# Baby sweep stake



## Lottierachel (Mar 3, 2013)

5 weeks to go until baby's due date!! He is due on the 15th of October - thought it might be a bit of fun to have an ILMC sweep stake, with guesses of his actual birth date and weight.

Here is how baby bump has been growing over the last few weeks


He's even bigger now as the last photo was taken a week ago.

So what do you reckon? How late will he be? How big will he be (if anyone predicts over 10lb, they will be very unpopular!) - maybe even a name prediction if you're feeling brave!

As always, feel free to look (or not - I don't want to bore anyone!) at my baby blog http://bisforbaby2014.blogspot.com. I don't share any baby stuff on Facebook, so it's nice to share with my ILMC buddies


----------



## Tinman (Apr 23, 2013)

You look gorgeous - that's a lovely bump!! 
Haha - I'll find my pic & repost it
I think in week 32 you look bigger than week 34?
Maybe baby has turned and gone into your back?? X


----------



## Lottierachel (Mar 3, 2013)

Tinman said:


> You look gorgeous - that's a lovely bump!!
> Haha - I'll find my pic & repost it
> I think in week 32 you look bigger than week 34?
> Maybe baby has turned and gone into your back?? X


Are you some kind of secret midwife??! That is exactly what baby decided to do  

I think at 32 weeks he had dropped down, then decided to come back up and flip back to back as that's the position he was in at my midwife appointment last week. I haven't sat on the sofa since last Thursday and am spending every spare moment on my hands and knees. Must get back back round to the front!!


----------



## Marzi (Sep 17, 2012)

Back to back is not friendly - both my boys did this to me... Try spending a lot of time on all fours, apparently it helps them rotate - although neither of mine were that obliging 
Still eventually they do come out and you do get your body back and a lot of us go on to have more than one, so it can't be that bad 

I'm going 21st October and 7lbs 11oz


----------



## Tinman (Apr 23, 2013)

Material provided:
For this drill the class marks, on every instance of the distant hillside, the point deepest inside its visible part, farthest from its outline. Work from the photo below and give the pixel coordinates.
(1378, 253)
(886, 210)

* * *

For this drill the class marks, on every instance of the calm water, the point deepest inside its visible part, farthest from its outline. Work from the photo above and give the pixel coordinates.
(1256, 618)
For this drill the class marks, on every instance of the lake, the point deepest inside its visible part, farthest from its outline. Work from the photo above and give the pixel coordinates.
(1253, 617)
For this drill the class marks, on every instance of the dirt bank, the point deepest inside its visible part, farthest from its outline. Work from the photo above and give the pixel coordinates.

Required work: Write the next part of the baby sweepstake forum thread, continuing from the point where the text stops.

Task response:
Lottierachel said:


> Are you some kind of secret midwife??! That is exactly what baby decided to do
> 
> I think at 32 weeks he had dropped down, then decided to come back up and flip back to back as that's the position he was in at my midwife appointment last week. I haven't sat on the sofa since last Thursday and am spending every spare moment on my hands and knees. Must get back back round to the front!!


Ha - no secret midwife psychics here!
I would like to say 31st October- But that's 16 days over and I think they only let you go 10...... I say the 31st as that's my birthday and halloween!! 
I will say 21st & 7llb 7oz
Albie is my favourite name.........

I bet Tilly is loving you been on all fours and you've been getting lots of face licks!!  xx


----------



## Lindor (Feb 3, 2014)

October 19. 7lbs 8oz


----------



## Cat 53 (Aug 26, 2012)

Go have some Bowen. Babies often put themselves in the correct position after a Bowen session. Think it's because it helps everything relax.  

6lbs 8oz and October 25. &#55357;&#56835;


----------



## RuthMill (Jun 30, 2012)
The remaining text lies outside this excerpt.